Actions to take =
**1)** In the climbing boots thread below, how much did HorseFaller pay for the pair of Wescos?
**2)** Write the next part of the climbing boots thread below, picking up right after its last line.

Passage =
################

# Climbing Boots



## keithdrewry (Sep 25, 2011)

I'm on the lookout for a light common climbing mid-boot prefered by aborist for in tree work under 150. Let me know what like.


----------



## firediver125 (Sep 25, 2011)

*Boot Height*

I was wondering kind of the same thing, what style boots you guys wear to climb when you are wearing spikes, and what boots without spikes. Are they the same ones or different? Do most guys wear 10 in or the 16 in, and what are the benefits to the tall boots (I know they have a purpose). Thanks.


----------



## HorseFaller (Jan 31, 2012)

I'm not sure about the under $150. I got a pair of wesco's for little over $200. That was only cause another customer ordered them wrong. He bought another pair these sat and I bought discounted. The taller boots tend to give a little more padding and support. The closest you may get to that price(that I know) would be the Red Dawg climbers out of Baileys.


----------



## Crawlin98xj (Feb 1, 2012)

################

Data =

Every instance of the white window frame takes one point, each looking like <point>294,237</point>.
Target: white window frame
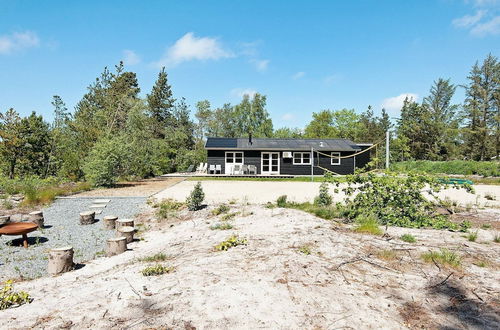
<point>335,161</point>
<point>302,158</point>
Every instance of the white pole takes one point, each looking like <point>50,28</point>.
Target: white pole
<point>387,138</point>
<point>312,164</point>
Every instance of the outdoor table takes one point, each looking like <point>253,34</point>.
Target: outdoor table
<point>19,228</point>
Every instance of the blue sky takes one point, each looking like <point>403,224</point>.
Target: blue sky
<point>304,55</point>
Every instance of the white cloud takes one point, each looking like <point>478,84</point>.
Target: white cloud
<point>130,57</point>
<point>490,27</point>
<point>260,65</point>
<point>239,92</point>
<point>18,41</point>
<point>468,20</point>
<point>394,104</point>
<point>298,75</point>
<point>189,48</point>
<point>288,117</point>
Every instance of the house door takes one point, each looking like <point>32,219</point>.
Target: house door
<point>270,162</point>
<point>233,158</point>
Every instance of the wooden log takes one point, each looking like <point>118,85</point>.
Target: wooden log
<point>127,232</point>
<point>124,222</point>
<point>109,221</point>
<point>87,218</point>
<point>116,246</point>
<point>36,217</point>
<point>60,260</point>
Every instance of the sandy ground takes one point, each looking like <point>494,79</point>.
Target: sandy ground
<point>260,192</point>
<point>345,282</point>
<point>143,188</point>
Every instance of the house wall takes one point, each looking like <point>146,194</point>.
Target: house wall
<point>253,157</point>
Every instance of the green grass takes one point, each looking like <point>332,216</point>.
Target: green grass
<point>408,238</point>
<point>463,167</point>
<point>443,257</point>
<point>367,224</point>
<point>156,270</point>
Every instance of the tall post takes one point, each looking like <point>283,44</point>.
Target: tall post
<point>312,164</point>
<point>387,138</point>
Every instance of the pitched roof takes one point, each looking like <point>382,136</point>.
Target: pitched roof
<point>281,144</point>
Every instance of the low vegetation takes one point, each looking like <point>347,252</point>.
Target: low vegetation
<point>230,242</point>
<point>443,257</point>
<point>464,167</point>
<point>195,199</point>
<point>10,298</point>
<point>156,270</point>
<point>408,238</point>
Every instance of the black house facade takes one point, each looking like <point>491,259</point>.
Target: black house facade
<point>286,156</point>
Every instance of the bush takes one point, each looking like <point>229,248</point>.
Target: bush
<point>464,167</point>
<point>281,201</point>
<point>10,298</point>
<point>324,198</point>
<point>195,198</point>
<point>367,224</point>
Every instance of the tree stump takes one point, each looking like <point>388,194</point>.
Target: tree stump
<point>124,222</point>
<point>36,217</point>
<point>109,221</point>
<point>60,260</point>
<point>127,232</point>
<point>87,218</point>
<point>116,246</point>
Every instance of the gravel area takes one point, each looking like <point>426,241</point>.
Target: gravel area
<point>62,228</point>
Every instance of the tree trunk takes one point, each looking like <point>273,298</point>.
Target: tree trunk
<point>124,222</point>
<point>87,218</point>
<point>37,217</point>
<point>127,232</point>
<point>60,260</point>
<point>109,221</point>
<point>116,246</point>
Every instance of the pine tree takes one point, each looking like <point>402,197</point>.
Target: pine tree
<point>161,103</point>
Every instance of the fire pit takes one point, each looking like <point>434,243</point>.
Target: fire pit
<point>19,228</point>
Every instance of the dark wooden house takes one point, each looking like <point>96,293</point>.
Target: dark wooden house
<point>286,156</point>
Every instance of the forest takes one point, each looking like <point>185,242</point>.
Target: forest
<point>115,134</point>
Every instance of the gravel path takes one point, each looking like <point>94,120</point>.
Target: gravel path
<point>63,228</point>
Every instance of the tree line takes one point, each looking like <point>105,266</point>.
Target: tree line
<point>114,133</point>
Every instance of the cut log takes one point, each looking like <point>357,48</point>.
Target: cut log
<point>124,222</point>
<point>127,232</point>
<point>109,221</point>
<point>60,260</point>
<point>116,246</point>
<point>87,218</point>
<point>36,217</point>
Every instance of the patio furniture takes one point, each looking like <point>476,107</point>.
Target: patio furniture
<point>252,169</point>
<point>19,228</point>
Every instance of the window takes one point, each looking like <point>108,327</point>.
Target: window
<point>301,158</point>
<point>335,161</point>
<point>234,157</point>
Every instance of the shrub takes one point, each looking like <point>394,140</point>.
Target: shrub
<point>281,201</point>
<point>222,226</point>
<point>10,298</point>
<point>408,238</point>
<point>367,224</point>
<point>230,242</point>
<point>472,237</point>
<point>444,257</point>
<point>223,208</point>
<point>196,197</point>
<point>324,198</point>
<point>156,270</point>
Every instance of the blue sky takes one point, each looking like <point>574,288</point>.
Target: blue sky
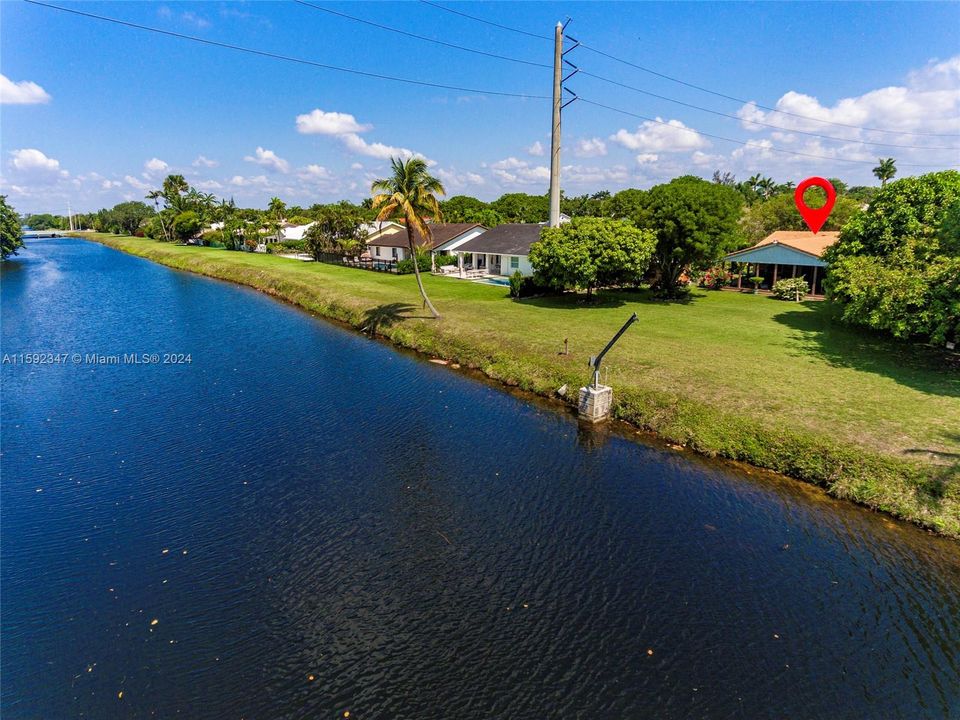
<point>95,113</point>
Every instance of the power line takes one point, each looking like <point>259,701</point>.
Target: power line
<point>684,82</point>
<point>286,58</point>
<point>758,122</point>
<point>756,104</point>
<point>746,143</point>
<point>486,22</point>
<point>608,80</point>
<point>422,37</point>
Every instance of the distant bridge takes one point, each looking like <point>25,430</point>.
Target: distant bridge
<point>35,234</point>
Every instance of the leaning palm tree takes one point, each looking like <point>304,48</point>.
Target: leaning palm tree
<point>885,170</point>
<point>410,196</point>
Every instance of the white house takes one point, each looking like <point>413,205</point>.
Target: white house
<point>392,244</point>
<point>293,232</point>
<point>499,251</point>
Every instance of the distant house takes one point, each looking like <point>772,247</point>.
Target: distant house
<point>293,232</point>
<point>394,245</point>
<point>499,251</point>
<point>788,254</point>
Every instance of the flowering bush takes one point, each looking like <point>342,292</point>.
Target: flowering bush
<point>791,289</point>
<point>716,278</point>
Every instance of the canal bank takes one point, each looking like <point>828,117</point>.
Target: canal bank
<point>226,537</point>
<point>927,493</point>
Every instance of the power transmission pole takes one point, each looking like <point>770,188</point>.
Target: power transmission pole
<point>555,136</point>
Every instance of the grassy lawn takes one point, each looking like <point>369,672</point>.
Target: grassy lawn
<point>778,384</point>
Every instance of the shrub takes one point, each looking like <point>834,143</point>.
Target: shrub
<point>186,225</point>
<point>405,266</point>
<point>287,246</point>
<point>516,282</point>
<point>588,253</point>
<point>715,278</point>
<point>791,289</point>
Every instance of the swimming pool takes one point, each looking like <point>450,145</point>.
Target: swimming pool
<point>495,281</point>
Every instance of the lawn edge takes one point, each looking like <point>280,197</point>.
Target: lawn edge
<point>921,494</point>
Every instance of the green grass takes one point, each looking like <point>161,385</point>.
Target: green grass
<point>779,385</point>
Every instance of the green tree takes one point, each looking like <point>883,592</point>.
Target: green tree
<point>949,234</point>
<point>523,208</point>
<point>910,208</point>
<point>127,217</point>
<point>587,253</point>
<point>625,205</point>
<point>896,266</point>
<point>780,213</point>
<point>11,239</point>
<point>696,224</point>
<point>410,195</point>
<point>458,207</point>
<point>336,229</point>
<point>839,185</point>
<point>885,170</point>
<point>186,225</point>
<point>45,221</point>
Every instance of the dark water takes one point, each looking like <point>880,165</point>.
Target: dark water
<point>300,501</point>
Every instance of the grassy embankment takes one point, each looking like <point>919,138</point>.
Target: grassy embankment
<point>779,385</point>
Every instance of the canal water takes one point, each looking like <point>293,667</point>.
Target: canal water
<point>300,522</point>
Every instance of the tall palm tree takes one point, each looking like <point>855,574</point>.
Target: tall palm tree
<point>885,170</point>
<point>174,186</point>
<point>410,195</point>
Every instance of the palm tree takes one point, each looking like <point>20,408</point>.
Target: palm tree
<point>766,187</point>
<point>885,170</point>
<point>410,195</point>
<point>173,188</point>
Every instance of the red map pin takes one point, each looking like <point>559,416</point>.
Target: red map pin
<point>815,217</point>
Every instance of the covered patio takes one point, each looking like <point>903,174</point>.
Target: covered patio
<point>785,254</point>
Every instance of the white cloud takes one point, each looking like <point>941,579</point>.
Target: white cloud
<point>155,165</point>
<point>268,158</point>
<point>929,102</point>
<point>660,136</point>
<point>454,180</point>
<point>241,181</point>
<point>135,183</point>
<point>593,147</point>
<point>345,127</point>
<point>33,165</point>
<point>591,175</point>
<point>318,122</point>
<point>378,150</point>
<point>315,172</point>
<point>193,19</point>
<point>204,161</point>
<point>512,171</point>
<point>24,92</point>
<point>29,159</point>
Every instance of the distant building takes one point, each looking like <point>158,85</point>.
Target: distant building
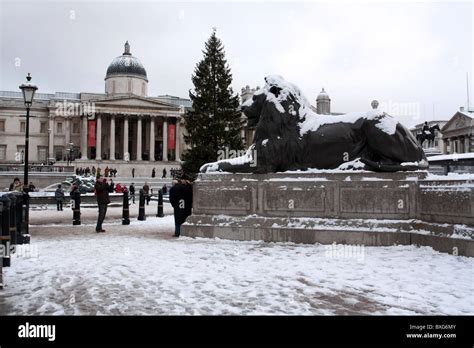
<point>122,125</point>
<point>458,132</point>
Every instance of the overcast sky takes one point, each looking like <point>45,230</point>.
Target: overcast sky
<point>412,57</point>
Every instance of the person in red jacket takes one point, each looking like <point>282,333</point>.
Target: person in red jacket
<point>102,194</point>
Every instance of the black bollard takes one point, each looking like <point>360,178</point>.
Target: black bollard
<point>25,219</point>
<point>22,236</point>
<point>5,226</point>
<point>141,208</point>
<point>160,204</point>
<point>76,207</point>
<point>125,210</point>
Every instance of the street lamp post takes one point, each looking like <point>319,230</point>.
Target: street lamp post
<point>28,89</point>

################

Answer list =
**1)** A little over $200.

**2)**
You looking for something for only spike climbing or also for SRT and DdRT climbing? I like the asolo flame or fugatives for all around climbing especially when I will be footlocking or limb walking for pruning jobs. A little over your budget but well worth it.


----------



## Seemlessstate (Oct 29, 2012)

Asolo Fugitive Gore-Tex® Hiking Boots - Waterproof (For Men) - Save 30%

Asolo Fugitive GTX. comfy to climb in, waterproof, good in 3 seasons, light, stiff enough and seriously durable for a hiking boot. 

i have lots of work contacts that have either these, or some of the other Asolo boots. most of them highly recommend, as do I.

the soles do wear sort of fast if you walk on pavement a lot.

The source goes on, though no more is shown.